Descrição do problema
Apresente todas estas linhas como uma lista numerada, pulando as que estão em branco. Deixe as imagens de fora da resposta.

Trecho dos dados
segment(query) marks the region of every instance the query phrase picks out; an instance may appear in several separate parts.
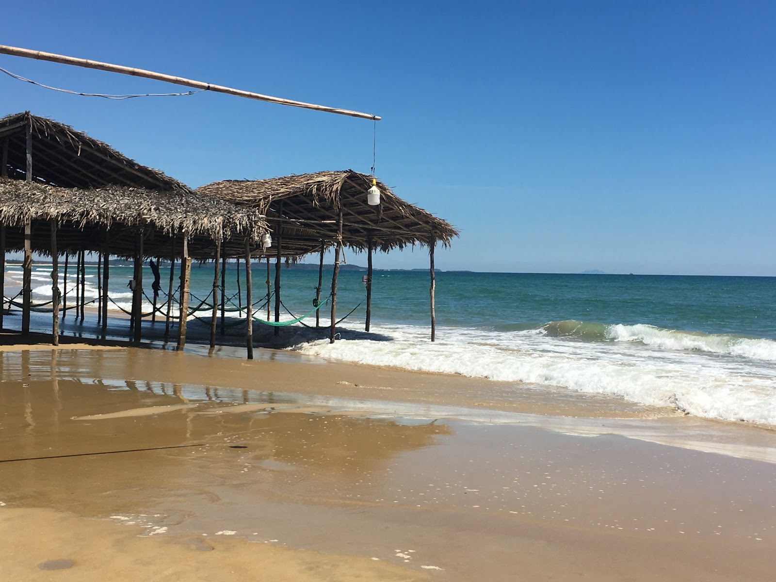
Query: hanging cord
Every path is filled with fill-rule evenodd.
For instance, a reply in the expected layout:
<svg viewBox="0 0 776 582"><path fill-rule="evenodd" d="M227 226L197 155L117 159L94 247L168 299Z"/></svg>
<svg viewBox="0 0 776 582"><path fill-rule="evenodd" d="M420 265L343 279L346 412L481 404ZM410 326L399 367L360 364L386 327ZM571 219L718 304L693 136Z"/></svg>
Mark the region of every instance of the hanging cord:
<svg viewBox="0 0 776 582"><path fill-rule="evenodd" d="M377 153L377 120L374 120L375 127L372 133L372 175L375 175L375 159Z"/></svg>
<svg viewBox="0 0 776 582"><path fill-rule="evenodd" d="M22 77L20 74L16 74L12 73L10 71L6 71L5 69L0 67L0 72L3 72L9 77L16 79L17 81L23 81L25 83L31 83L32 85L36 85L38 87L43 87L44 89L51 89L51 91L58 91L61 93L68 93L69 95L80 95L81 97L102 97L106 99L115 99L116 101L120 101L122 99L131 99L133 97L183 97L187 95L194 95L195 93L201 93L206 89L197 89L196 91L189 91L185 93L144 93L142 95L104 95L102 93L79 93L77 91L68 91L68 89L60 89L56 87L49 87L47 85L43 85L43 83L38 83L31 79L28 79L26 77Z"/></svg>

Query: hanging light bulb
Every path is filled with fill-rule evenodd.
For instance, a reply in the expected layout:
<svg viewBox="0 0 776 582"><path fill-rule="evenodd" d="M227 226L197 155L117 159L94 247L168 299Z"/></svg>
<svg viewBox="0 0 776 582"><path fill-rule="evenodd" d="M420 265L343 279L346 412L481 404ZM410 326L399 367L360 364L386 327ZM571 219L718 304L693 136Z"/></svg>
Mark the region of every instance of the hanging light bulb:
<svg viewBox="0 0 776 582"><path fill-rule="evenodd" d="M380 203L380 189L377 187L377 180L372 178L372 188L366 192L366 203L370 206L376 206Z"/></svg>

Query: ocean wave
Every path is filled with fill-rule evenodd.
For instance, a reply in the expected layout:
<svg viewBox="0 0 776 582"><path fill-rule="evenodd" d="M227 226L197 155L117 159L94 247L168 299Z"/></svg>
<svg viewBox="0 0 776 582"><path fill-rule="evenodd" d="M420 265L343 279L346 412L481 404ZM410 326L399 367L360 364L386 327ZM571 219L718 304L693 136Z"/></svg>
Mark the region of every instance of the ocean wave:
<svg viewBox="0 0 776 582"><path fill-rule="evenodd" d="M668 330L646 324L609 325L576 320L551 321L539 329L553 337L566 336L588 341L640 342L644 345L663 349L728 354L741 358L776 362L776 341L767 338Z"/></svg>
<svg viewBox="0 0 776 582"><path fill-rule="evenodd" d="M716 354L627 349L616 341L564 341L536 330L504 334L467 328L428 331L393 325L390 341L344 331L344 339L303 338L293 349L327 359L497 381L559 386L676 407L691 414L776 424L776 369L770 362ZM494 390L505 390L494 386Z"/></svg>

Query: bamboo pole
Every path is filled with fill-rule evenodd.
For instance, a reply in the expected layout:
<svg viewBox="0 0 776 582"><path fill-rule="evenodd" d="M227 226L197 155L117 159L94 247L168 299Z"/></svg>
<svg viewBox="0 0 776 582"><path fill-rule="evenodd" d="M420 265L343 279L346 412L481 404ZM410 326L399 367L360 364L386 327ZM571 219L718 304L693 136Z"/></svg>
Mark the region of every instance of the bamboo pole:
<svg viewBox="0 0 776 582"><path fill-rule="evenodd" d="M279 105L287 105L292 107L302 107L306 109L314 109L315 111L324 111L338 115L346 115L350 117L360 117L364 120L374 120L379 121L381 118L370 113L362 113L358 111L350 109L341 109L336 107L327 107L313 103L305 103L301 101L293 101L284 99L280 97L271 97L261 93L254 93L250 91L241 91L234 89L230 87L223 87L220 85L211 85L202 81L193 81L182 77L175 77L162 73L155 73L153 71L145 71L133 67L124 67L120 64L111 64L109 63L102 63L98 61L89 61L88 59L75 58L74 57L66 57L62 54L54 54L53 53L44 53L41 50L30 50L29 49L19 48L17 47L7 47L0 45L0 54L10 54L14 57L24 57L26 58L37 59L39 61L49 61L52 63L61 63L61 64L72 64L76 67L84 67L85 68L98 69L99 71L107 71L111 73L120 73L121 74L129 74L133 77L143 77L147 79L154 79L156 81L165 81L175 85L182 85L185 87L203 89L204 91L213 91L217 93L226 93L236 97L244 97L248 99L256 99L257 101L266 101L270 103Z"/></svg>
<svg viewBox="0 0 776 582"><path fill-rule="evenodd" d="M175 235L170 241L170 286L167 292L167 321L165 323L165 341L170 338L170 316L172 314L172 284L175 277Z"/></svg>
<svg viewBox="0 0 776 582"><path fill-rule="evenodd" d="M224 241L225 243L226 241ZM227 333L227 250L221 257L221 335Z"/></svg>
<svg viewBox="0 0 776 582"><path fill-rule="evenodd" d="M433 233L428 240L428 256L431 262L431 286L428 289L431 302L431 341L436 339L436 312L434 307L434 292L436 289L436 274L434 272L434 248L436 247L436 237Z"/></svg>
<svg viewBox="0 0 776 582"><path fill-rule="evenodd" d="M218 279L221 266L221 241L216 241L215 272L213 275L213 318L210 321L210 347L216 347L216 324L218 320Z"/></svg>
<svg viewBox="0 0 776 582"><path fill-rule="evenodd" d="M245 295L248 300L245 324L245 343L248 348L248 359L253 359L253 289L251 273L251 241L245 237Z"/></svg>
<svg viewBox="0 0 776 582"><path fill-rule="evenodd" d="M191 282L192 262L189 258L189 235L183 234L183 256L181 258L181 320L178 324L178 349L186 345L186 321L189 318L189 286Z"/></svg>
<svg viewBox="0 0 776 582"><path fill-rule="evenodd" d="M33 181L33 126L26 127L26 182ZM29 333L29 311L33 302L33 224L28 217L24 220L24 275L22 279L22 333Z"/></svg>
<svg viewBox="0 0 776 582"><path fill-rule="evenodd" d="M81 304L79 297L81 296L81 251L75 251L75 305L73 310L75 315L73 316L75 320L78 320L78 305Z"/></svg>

Resposta abaixo
1. segment(query) marks the region of every instance the query phrase picks out; an instance may appear in several separate parts.
2. Query: hanging cord
3. Every path is filled with fill-rule evenodd.
4. For instance, a reply in the expected layout:
5. <svg viewBox="0 0 776 582"><path fill-rule="evenodd" d="M227 226L197 155L117 159L94 247L168 299Z"/></svg>
6. <svg viewBox="0 0 776 582"><path fill-rule="evenodd" d="M420 265L343 279L346 412L481 404ZM410 326L399 367L360 364L386 327ZM571 219L718 304L693 136Z"/></svg>
7. Mark the region of every instance of the hanging cord:
8. <svg viewBox="0 0 776 582"><path fill-rule="evenodd" d="M377 153L377 120L374 120L375 127L372 133L372 175L375 175L375 159Z"/></svg>
9. <svg viewBox="0 0 776 582"><path fill-rule="evenodd" d="M22 77L20 74L16 74L12 73L10 71L6 71L5 69L0 67L0 72L3 72L9 77L16 79L17 81L23 81L25 83L31 83L32 85L36 85L38 87L43 87L44 89L51 89L51 91L58 91L61 93L68 93L69 95L80 95L81 97L102 97L106 99L115 99L116 101L120 101L122 99L131 99L133 97L183 97L187 95L194 95L195 93L201 93L206 89L197 89L196 91L189 91L185 93L144 93L142 95L104 95L102 93L79 93L77 91L68 91L68 89L60 89L56 87L49 87L47 85L43 85L43 83L38 83L31 79L28 79L26 77Z"/></svg>
10. Query: hanging light bulb
11. Every path is filled with fill-rule evenodd.
12. For instance, a reply in the expected layout:
13. <svg viewBox="0 0 776 582"><path fill-rule="evenodd" d="M227 226L197 155L117 159L94 247L168 299Z"/></svg>
14. <svg viewBox="0 0 776 582"><path fill-rule="evenodd" d="M420 265L343 279L346 412L481 404ZM410 326L399 367L360 364L386 327ZM571 219L718 304L693 136Z"/></svg>
15. Mark the region of every instance of the hanging light bulb:
16. <svg viewBox="0 0 776 582"><path fill-rule="evenodd" d="M380 203L380 189L377 187L377 180L372 178L372 188L366 192L366 203L370 206L376 206Z"/></svg>
17. Query: ocean wave
18. Every path is filled with fill-rule evenodd.
19. For instance, a reply in the expected layout:
20. <svg viewBox="0 0 776 582"><path fill-rule="evenodd" d="M227 226L197 155L117 159L94 247L168 299Z"/></svg>
21. <svg viewBox="0 0 776 582"><path fill-rule="evenodd" d="M420 265L343 279L346 412L481 404ZM410 326L399 367L360 364L386 327ZM571 219L718 304L693 136Z"/></svg>
22. Mark the region of every instance of the ocean wave:
23. <svg viewBox="0 0 776 582"><path fill-rule="evenodd" d="M668 330L646 324L609 325L576 320L551 321L539 329L553 337L566 336L588 341L640 342L644 345L663 349L728 354L741 358L776 362L776 341L767 338Z"/></svg>
24. <svg viewBox="0 0 776 582"><path fill-rule="evenodd" d="M716 354L627 349L616 341L564 341L536 330L504 334L467 328L428 331L393 325L390 341L344 331L344 339L303 338L293 349L327 359L497 381L559 386L676 407L691 414L776 424L776 369L770 362ZM494 390L505 390L494 386Z"/></svg>
25. Query: bamboo pole
26. Every path is filled with fill-rule evenodd.
27. For instance, a reply in the expected layout:
28. <svg viewBox="0 0 776 582"><path fill-rule="evenodd" d="M227 226L197 155L117 159L94 247L168 299Z"/></svg>
29. <svg viewBox="0 0 776 582"><path fill-rule="evenodd" d="M420 265L343 279L346 412L481 404ZM410 326L399 367L360 364L386 327ZM571 219L718 304L693 136Z"/></svg>
30. Mark the region of every instance of the bamboo pole:
31. <svg viewBox="0 0 776 582"><path fill-rule="evenodd" d="M279 105L287 105L292 107L302 107L306 109L314 109L315 111L324 111L338 115L346 115L350 117L360 117L364 120L374 120L379 121L381 118L370 113L362 113L358 111L350 109L341 109L336 107L327 107L313 103L305 103L301 101L293 101L284 99L280 97L271 97L261 93L254 93L250 91L241 91L234 89L230 87L223 87L220 85L211 85L202 81L193 81L182 77L175 77L162 73L155 73L153 71L145 71L133 67L124 67L120 64L111 64L109 63L102 63L98 61L89 61L88 59L75 58L74 57L66 57L62 54L54 54L53 53L44 53L41 50L30 50L29 49L19 48L17 47L7 47L0 45L0 54L10 54L14 57L24 57L26 58L37 59L39 61L49 61L52 63L61 63L61 64L72 64L76 67L84 67L85 68L98 69L99 71L107 71L111 73L120 73L121 74L129 74L133 77L143 77L147 79L154 79L156 81L165 81L175 85L182 85L185 87L203 89L204 91L213 91L217 93L226 93L236 97L244 97L248 99L256 99L257 101L266 101L270 103Z"/></svg>
32. <svg viewBox="0 0 776 582"><path fill-rule="evenodd" d="M175 235L170 241L170 286L167 292L167 321L165 323L165 341L170 338L170 316L172 314L172 284L175 277Z"/></svg>
33. <svg viewBox="0 0 776 582"><path fill-rule="evenodd" d="M224 241L225 243L226 241ZM227 333L227 250L221 257L221 335Z"/></svg>
34. <svg viewBox="0 0 776 582"><path fill-rule="evenodd" d="M433 233L428 240L428 256L431 262L431 286L428 289L431 302L431 341L436 339L436 312L434 307L434 292L436 289L436 274L434 272L434 248L436 247L436 237Z"/></svg>
35. <svg viewBox="0 0 776 582"><path fill-rule="evenodd" d="M218 279L221 266L221 241L216 241L215 272L213 275L213 318L210 321L210 347L216 347L216 324L218 320Z"/></svg>
36. <svg viewBox="0 0 776 582"><path fill-rule="evenodd" d="M245 295L248 300L245 324L245 343L248 348L248 359L253 359L253 289L251 273L251 241L245 237Z"/></svg>
37. <svg viewBox="0 0 776 582"><path fill-rule="evenodd" d="M191 282L192 262L189 258L189 235L183 234L183 256L181 258L181 320L178 324L178 349L186 345L186 321L189 318L189 286Z"/></svg>
38. <svg viewBox="0 0 776 582"><path fill-rule="evenodd" d="M33 181L33 126L26 127L26 182ZM29 333L29 311L33 302L33 224L28 217L24 220L24 275L22 279L22 333Z"/></svg>
39. <svg viewBox="0 0 776 582"><path fill-rule="evenodd" d="M81 304L79 297L81 296L81 251L75 251L75 305L73 310L75 315L73 316L75 320L78 320L78 305Z"/></svg>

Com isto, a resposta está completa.